Passage to read:
In the 3.5 rules, the grappling section listed all the things you could do while grappling. Because 5.0 simplified this system, it doesn't explicitly list all those options. Don't worry: they are still all RAW and all available to you from level 1 onward. Some feats and class features might give you better options, as will some of the "Black Belt" techniques below, but these are good places to start on your grappling journey. These mechanics are also at play in the more advanced grappling techniques, so you need to know them before you can do more complicated/fun combat sequences.
Speaking of fun combat sequences..
INTERMEDIATE MOVES: MORE ATTACKS/OPTIONS WHILE GRAPPLING
- Shove an opponent prone: Using the "shove" special melee attack, you can add the "Prone" condition to your enemy. Just make another Strength (Athletics) contest as opposed by their Strength (Athletics) or Dexterity (Acrobatics) check. If they fail, they are now also prone and STILL grappled. That's a huge problem for most opponents because standing up from prone costs movement, and grappled sets their movement to 0.
- While Prone (PHB 292), an opponent suffers disadvantage on attack rolls, and all attack rolls against the creature have advantage if the attacker is within 5 feet. This includes your attacks. All attack rolls made from further away have disadvantage.
- Normally, the prone creature can just stand for half their movement, but if they are grappled, their speed is set to 0. Prone explicitly states that creatures with 0 speed can't stand, which means they are stuck in that position.
- IMPORTANT: Shoving + Grappling is one of the best things you can do as a grappler, so make sure you are using it frequently.
- Shove an opponent away: You can also use the shove option to move someone 5 feet. Very useful if you grapple them over to an edge or some other hazard and then just push them over/in. Note that this will automatically end the grapple.
- Grapple someone else! As long as you have at least one free hand, you can initiate another grapple. So go find another enemy and repeat the whole process from step 1.
- Once the second enemy is grappled, you won't be able to do actions that require a free hand.
- Thankfully, you WILL be able to knock either of them prone; shoving does not require a free hand.
There are endless combinations of these more advanced and creative grappling techniques, but these are my favorite. The first option, shoving an enemy prone, is easily the most important grappling combination you can execute, and also one of the most powerful. Shoving uses the exact same modifiers and bonuses as the grapple check (Athletics), so you are already positioned to use it. This shoving/grappling combo comes up in almost every good grappling build I know of, and it's the main reason grapplers are so valuable in combat.

Direction a:
Answer these questions about the grappling passage:
(i) What does being grappled set a creature's speed to?
(ii) What automatically happens to the grapple when you shove an opponent 5 feet away?
(iii) Which skill's modifiers and bonuses does shoving share with the grapple check?

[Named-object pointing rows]
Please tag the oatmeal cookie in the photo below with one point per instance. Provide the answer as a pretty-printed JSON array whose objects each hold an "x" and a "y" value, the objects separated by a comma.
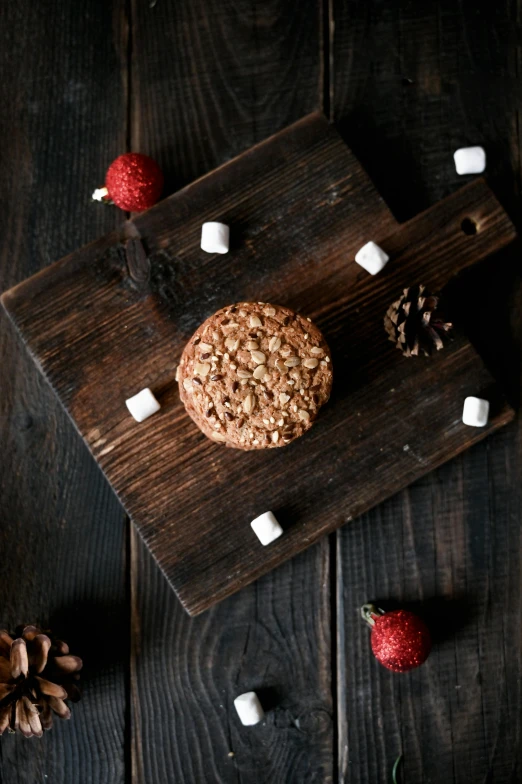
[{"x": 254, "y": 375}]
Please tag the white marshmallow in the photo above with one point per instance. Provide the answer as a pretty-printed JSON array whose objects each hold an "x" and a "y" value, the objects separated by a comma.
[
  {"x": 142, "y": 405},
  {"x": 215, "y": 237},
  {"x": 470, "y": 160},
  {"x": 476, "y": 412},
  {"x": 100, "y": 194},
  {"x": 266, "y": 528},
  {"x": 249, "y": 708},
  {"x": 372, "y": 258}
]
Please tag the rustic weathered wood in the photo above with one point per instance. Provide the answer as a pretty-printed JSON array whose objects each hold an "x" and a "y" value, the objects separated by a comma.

Direction b:
Reproduce all of the named-object pointing rows above word for word, leaving the pictures out of your answer.

Correct response a:
(i) 0
(ii) The grapple ends.
(iii) Athletics

Correct response b:
Please tag the oatmeal cookie in the photo below with one point per instance. Provide the answer as a pretty-printed JSON array whose objects each hold an "x" and a "y" value, the objects separated by a comma.
[{"x": 254, "y": 375}]
Please tag the white marshmallow in the photo above with one point per instance. Provide the answer as a pretty-printed JSON array whose objects each hold an "x" and a "y" value, the objects separated by a comma.
[
  {"x": 142, "y": 405},
  {"x": 215, "y": 237},
  {"x": 470, "y": 160},
  {"x": 476, "y": 412},
  {"x": 100, "y": 194},
  {"x": 266, "y": 528},
  {"x": 249, "y": 708},
  {"x": 372, "y": 258}
]
Please tag the rustic weathered wood in the photo above with one point per instance. Provide the answer as a pretty-printed JSON array whose objects each hold an "x" and a "y" value, the objects separated by a comma.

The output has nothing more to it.